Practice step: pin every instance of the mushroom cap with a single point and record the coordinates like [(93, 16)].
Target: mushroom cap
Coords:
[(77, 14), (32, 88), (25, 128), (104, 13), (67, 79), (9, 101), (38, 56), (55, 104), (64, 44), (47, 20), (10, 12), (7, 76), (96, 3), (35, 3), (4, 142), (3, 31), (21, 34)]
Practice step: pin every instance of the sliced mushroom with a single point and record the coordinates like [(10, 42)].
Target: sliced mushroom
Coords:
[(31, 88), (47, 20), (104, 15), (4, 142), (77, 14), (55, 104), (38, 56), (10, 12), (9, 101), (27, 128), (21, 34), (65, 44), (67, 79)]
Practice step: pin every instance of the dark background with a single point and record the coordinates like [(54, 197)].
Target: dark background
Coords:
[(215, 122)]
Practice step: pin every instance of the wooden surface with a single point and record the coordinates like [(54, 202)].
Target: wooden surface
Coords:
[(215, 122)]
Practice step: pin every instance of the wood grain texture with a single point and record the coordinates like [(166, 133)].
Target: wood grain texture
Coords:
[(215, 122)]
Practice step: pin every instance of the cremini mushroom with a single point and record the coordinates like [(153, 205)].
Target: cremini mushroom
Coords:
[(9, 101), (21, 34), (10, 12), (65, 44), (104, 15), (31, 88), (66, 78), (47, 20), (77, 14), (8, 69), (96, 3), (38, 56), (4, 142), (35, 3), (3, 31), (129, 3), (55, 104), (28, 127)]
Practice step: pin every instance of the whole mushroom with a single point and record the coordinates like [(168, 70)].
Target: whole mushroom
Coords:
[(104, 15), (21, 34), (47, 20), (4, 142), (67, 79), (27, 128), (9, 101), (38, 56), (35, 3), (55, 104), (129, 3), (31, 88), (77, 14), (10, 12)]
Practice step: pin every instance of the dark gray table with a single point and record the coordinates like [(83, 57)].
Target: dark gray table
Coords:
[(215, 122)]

> Exercise prompt:
Copy out every one of the records above word for word, keeping each line and its order unchanged.

> Solution to the problem:
Practice step: pin every instance of the mushroom cap with a single point and record the coordinates like [(93, 16)].
Target: mushroom cap
Coords:
[(77, 14), (32, 88), (25, 128), (104, 13), (67, 79), (9, 101), (38, 56), (55, 104), (64, 44), (47, 20), (10, 12), (7, 76), (96, 3), (35, 3), (4, 142), (3, 31), (21, 34)]
Practice step: pin every instance of the sliced mushroom with a single point and record the coordinates like [(10, 42)].
Target: sliced mushroom
Coords:
[(31, 88), (47, 20), (104, 15), (4, 142), (77, 14), (55, 104), (38, 56), (10, 12), (9, 101), (27, 128), (21, 34), (65, 44), (67, 79)]
Practice step: pin every instance of the dark background with a single point and record the coordinates like [(54, 197)].
Target: dark background
Coords:
[(215, 122)]
Practice step: pin every instance of the wooden surface with a single point and record the coordinates like [(54, 202)].
Target: wooden surface
Coords:
[(215, 122)]
Practice step: pin every instance of the wood grain texture with a single point and record the coordinates like [(166, 133)].
Target: wood grain texture
Coords:
[(215, 122)]
Practice step: pin every instance of the cremini mushroom with a single point and record the coordinates like [(153, 205)].
Target: cremini mushroom
Coords:
[(9, 101), (21, 34), (10, 12), (65, 44), (104, 15), (31, 88), (66, 78), (47, 20), (77, 14), (8, 69), (96, 3), (38, 56), (4, 142), (35, 3), (3, 31), (129, 3), (55, 104), (28, 127)]
Practice step: pin every instance of the whole mushroom with a single point and record the coordinates like [(168, 70)].
Target: whole mushroom
Coords:
[(104, 15), (21, 34), (47, 20), (4, 142), (67, 79), (27, 128), (9, 101), (38, 56), (35, 3), (55, 104), (129, 3), (31, 88), (77, 14), (10, 12)]
Practice step: pin every instance of the dark gray table with a single point and record the coordinates like [(83, 57)].
Target: dark gray table
Coords:
[(215, 122)]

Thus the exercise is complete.